Stated exercise: Copy word for word the part of the items below that opens with the line containing "Point to one spot on every instance of the fishing" and closes with the line containing "[(94, 34), (38, 36), (112, 34)]", including both of those lines.

Stored rows:
-------------------------

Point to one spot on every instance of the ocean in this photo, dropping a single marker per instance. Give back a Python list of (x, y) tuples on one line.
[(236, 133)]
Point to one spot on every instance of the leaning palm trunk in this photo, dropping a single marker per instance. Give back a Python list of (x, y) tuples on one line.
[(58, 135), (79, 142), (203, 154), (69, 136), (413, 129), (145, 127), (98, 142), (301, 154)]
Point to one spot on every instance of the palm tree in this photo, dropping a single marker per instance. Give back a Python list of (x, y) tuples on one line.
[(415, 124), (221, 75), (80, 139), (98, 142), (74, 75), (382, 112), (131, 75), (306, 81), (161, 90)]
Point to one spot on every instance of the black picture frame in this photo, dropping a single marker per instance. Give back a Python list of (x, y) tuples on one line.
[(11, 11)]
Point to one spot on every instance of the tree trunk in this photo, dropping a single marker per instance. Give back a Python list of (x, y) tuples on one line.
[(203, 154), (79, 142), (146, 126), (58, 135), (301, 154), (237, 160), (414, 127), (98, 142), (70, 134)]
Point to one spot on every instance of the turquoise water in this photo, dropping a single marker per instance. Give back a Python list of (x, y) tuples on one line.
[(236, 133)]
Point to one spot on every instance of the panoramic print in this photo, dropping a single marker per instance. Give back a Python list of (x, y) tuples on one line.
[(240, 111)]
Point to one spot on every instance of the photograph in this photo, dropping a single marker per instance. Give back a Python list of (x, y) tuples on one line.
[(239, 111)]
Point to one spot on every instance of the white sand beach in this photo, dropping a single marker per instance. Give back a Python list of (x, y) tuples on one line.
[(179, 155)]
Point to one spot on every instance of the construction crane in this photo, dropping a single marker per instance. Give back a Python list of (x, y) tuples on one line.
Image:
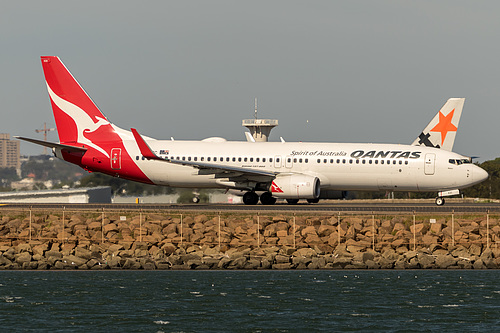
[(45, 130)]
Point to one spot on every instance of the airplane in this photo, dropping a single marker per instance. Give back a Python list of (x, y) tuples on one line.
[(287, 170)]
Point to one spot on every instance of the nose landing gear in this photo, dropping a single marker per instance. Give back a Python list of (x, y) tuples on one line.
[(250, 198), (440, 201)]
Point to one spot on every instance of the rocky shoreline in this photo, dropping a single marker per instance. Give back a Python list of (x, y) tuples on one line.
[(90, 241)]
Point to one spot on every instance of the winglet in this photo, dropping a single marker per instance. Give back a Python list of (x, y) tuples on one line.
[(144, 147)]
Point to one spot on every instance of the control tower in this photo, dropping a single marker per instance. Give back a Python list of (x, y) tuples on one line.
[(260, 128)]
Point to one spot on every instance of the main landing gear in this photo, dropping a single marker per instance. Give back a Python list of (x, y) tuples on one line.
[(252, 198), (440, 201)]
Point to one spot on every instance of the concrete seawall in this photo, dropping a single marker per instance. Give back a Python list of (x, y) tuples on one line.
[(157, 240)]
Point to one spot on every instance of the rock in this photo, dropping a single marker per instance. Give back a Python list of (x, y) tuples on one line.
[(305, 252), (83, 253), (282, 266), (479, 264), (475, 249), (426, 261), (22, 258), (73, 260), (445, 261), (281, 259), (131, 264)]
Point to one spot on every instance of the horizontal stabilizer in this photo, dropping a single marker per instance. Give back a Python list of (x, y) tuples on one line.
[(144, 147), (53, 145)]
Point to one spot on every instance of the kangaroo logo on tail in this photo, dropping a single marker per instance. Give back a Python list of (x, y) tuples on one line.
[(70, 100), (441, 131)]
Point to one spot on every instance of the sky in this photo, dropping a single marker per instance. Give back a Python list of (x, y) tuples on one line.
[(329, 71)]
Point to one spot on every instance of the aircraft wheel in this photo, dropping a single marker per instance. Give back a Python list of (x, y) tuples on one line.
[(267, 198), (250, 198), (440, 201)]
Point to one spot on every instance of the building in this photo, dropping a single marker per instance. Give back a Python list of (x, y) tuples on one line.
[(9, 152), (100, 194)]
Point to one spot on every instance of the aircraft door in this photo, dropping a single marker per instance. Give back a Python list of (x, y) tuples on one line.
[(277, 161), (116, 158), (429, 165)]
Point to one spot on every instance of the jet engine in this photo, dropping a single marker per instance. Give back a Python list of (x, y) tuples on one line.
[(296, 186)]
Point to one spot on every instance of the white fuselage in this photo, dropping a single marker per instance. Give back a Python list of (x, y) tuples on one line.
[(339, 166)]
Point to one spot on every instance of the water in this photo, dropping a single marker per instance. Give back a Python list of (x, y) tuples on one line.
[(249, 301)]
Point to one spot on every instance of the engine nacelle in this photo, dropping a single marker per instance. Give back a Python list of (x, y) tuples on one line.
[(296, 186)]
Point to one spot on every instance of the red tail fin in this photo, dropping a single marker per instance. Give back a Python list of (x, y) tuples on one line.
[(74, 112)]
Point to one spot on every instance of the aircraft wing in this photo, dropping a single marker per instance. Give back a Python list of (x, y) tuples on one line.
[(53, 144), (205, 168)]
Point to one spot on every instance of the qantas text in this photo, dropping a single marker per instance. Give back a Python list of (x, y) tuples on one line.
[(385, 154)]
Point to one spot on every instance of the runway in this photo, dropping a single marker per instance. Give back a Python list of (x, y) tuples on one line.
[(327, 207)]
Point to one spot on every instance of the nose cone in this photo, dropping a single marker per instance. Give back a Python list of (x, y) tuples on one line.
[(479, 175)]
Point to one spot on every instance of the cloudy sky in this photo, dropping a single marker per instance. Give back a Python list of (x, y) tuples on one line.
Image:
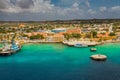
[(38, 10)]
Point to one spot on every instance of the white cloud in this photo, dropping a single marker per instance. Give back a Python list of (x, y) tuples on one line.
[(91, 11), (115, 8)]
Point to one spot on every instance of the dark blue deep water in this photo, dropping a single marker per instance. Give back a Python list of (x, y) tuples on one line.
[(59, 62)]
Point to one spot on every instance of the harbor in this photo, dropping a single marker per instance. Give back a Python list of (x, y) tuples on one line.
[(58, 60)]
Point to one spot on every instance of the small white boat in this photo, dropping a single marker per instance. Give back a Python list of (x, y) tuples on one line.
[(80, 45), (98, 57)]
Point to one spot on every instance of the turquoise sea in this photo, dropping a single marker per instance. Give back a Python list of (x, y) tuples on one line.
[(60, 62)]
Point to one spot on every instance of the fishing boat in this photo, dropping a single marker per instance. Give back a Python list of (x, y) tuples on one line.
[(80, 45), (98, 57), (93, 49), (9, 49)]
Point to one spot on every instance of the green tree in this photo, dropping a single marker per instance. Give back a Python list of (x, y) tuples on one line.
[(94, 34), (38, 36), (112, 34)]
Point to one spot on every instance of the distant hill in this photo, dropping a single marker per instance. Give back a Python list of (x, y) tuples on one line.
[(75, 21)]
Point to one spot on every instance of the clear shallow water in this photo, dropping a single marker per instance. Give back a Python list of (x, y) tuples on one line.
[(59, 62)]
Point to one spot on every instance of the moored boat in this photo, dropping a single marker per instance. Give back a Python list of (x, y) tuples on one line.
[(93, 49), (10, 49), (98, 57), (80, 45)]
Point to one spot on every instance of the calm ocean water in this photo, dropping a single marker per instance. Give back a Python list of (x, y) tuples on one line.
[(59, 62)]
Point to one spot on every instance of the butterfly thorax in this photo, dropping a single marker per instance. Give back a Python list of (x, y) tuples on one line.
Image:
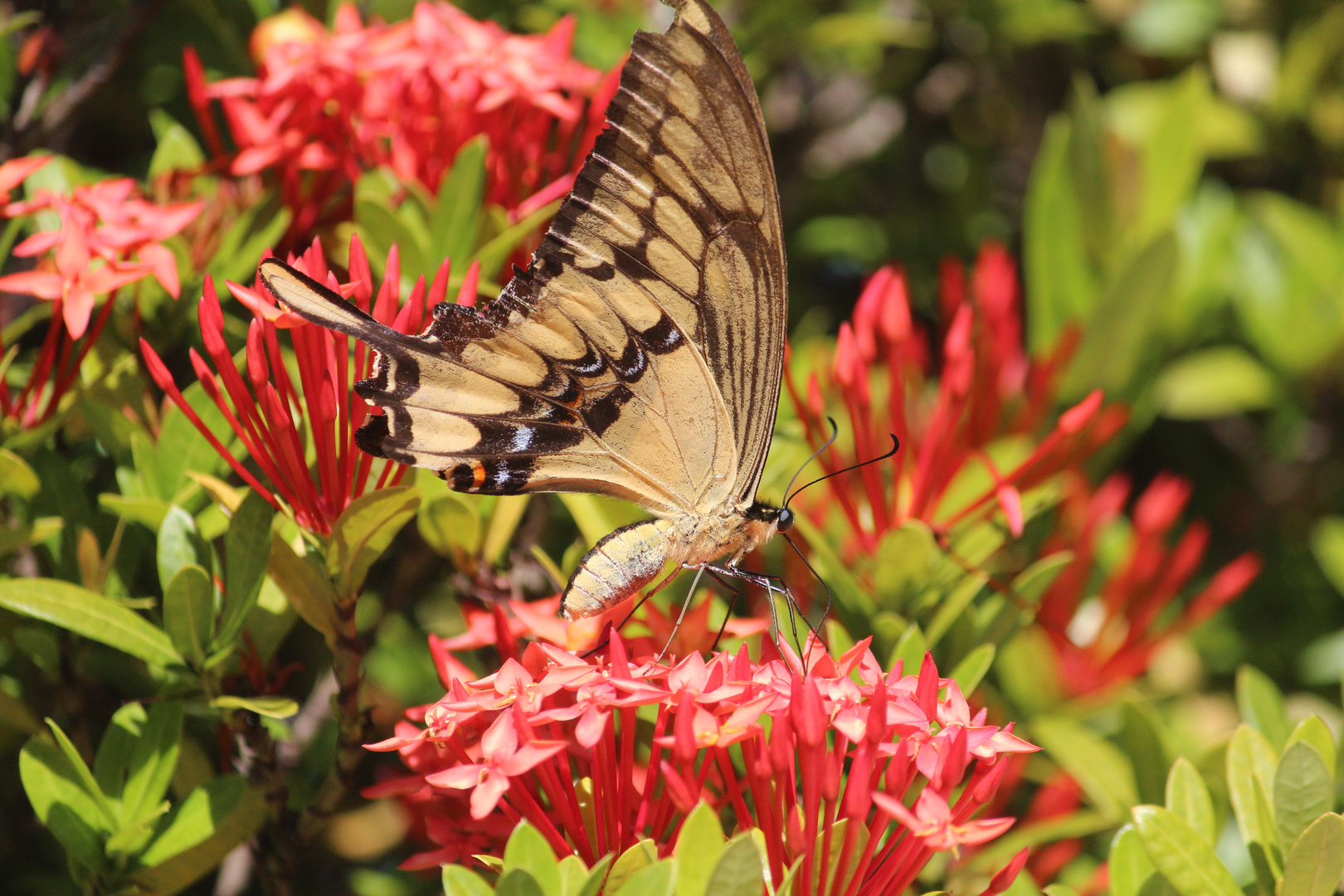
[(632, 557)]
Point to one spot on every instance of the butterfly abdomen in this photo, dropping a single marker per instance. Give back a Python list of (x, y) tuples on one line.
[(617, 566)]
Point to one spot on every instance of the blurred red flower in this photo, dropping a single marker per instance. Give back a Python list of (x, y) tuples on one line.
[(270, 414), (327, 106)]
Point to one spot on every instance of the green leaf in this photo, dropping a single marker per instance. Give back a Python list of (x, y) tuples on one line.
[(363, 531), (973, 666), (518, 883), (1188, 800), (186, 868), (655, 880), (270, 707), (504, 520), (1316, 861), (527, 850), (1142, 739), (179, 544), (1328, 547), (153, 761), (455, 219), (1262, 705), (631, 863), (1315, 733), (84, 776), (737, 872), (1129, 865), (1211, 383), (1304, 790), (905, 561), (459, 881), (1098, 766), (197, 818), (1250, 766), (1181, 855), (17, 477), (246, 558), (698, 850), (61, 802), (90, 616), (449, 525), (308, 592), (190, 611)]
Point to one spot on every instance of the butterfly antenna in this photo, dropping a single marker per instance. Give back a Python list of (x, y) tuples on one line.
[(895, 446), (835, 434)]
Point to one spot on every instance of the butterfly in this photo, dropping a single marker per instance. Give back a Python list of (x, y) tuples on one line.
[(639, 355)]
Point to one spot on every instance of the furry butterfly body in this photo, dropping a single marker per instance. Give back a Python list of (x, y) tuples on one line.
[(639, 355)]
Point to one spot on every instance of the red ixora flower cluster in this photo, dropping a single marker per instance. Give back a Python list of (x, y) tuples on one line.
[(1103, 638), (327, 106), (988, 387), (821, 757), (110, 236), (269, 412)]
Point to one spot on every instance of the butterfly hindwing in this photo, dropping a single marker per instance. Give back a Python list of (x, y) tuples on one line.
[(640, 353)]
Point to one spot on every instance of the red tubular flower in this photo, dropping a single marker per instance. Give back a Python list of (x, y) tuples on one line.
[(110, 238), (1107, 640), (327, 106), (555, 740), (988, 388), (269, 411)]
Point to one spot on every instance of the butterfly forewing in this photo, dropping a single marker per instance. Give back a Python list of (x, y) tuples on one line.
[(640, 353)]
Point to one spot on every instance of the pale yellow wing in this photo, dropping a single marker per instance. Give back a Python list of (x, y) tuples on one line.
[(640, 353)]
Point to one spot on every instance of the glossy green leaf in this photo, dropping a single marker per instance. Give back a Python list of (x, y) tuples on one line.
[(1142, 740), (973, 666), (308, 592), (1315, 864), (631, 863), (1211, 383), (515, 881), (190, 611), (504, 522), (187, 867), (1250, 761), (61, 802), (246, 558), (17, 477), (735, 874), (698, 848), (459, 881), (179, 544), (270, 707), (1129, 865), (1188, 800), (1103, 770), (90, 616), (1181, 855), (1304, 790), (594, 879), (197, 818), (655, 880), (1262, 705), (1315, 731), (153, 759), (449, 525), (527, 850), (363, 531)]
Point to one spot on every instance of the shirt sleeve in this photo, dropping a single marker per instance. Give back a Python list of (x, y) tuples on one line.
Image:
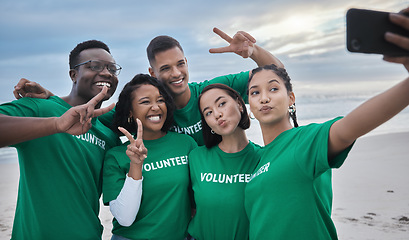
[(126, 206)]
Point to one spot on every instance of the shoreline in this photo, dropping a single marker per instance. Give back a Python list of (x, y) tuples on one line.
[(371, 193)]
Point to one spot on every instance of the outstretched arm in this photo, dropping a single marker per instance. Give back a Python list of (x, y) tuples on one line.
[(77, 120), (27, 88), (378, 109), (243, 44)]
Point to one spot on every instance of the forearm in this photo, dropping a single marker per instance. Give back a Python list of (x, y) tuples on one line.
[(126, 206), (263, 57), (20, 129)]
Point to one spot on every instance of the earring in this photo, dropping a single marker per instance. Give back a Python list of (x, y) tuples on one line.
[(292, 109)]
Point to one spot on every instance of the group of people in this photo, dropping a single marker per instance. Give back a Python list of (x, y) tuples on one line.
[(164, 184)]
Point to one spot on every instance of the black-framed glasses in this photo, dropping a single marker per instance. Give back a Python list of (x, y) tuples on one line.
[(99, 66)]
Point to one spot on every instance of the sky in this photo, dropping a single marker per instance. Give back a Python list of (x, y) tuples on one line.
[(307, 36)]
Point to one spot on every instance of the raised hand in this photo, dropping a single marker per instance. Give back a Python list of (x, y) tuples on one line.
[(136, 150), (401, 41), (27, 88), (77, 120), (242, 43)]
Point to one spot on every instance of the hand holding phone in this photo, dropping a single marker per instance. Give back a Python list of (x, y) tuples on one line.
[(366, 33)]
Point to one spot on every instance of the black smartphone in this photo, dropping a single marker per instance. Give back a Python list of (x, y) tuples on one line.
[(366, 32)]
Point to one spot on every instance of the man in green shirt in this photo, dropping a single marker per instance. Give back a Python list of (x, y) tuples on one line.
[(61, 150)]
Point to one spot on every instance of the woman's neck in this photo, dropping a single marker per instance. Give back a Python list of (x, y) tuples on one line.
[(234, 142), (153, 135)]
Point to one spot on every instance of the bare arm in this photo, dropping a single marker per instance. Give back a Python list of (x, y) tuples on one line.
[(378, 109), (243, 44), (77, 120)]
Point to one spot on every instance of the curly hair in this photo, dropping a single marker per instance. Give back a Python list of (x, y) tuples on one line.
[(282, 73), (211, 139), (124, 104), (74, 54), (161, 44)]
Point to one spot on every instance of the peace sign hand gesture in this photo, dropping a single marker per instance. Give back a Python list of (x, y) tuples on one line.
[(242, 43), (136, 151)]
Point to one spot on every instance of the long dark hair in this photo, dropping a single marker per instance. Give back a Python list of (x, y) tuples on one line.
[(211, 139), (282, 73), (124, 105)]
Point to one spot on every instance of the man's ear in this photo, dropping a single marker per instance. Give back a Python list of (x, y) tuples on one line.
[(73, 75)]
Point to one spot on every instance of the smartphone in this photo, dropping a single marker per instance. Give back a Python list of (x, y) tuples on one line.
[(366, 32)]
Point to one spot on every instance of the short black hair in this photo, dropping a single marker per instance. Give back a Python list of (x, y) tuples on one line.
[(160, 44), (74, 54), (211, 139), (124, 104)]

-------------------------

Written response:
Point to one spot on every instance of the fishing boat in this photo, dropping a single marker per instance. Give back a Python list of (x, y) tuples on one line.
[(80, 45), (98, 57), (93, 49), (9, 49)]
Point to one spot on every instance of the green tree in this photo, dropping a single marker per instance. Give back a Python list of (x, y) tuples on one line.
[(94, 34), (38, 36), (112, 34)]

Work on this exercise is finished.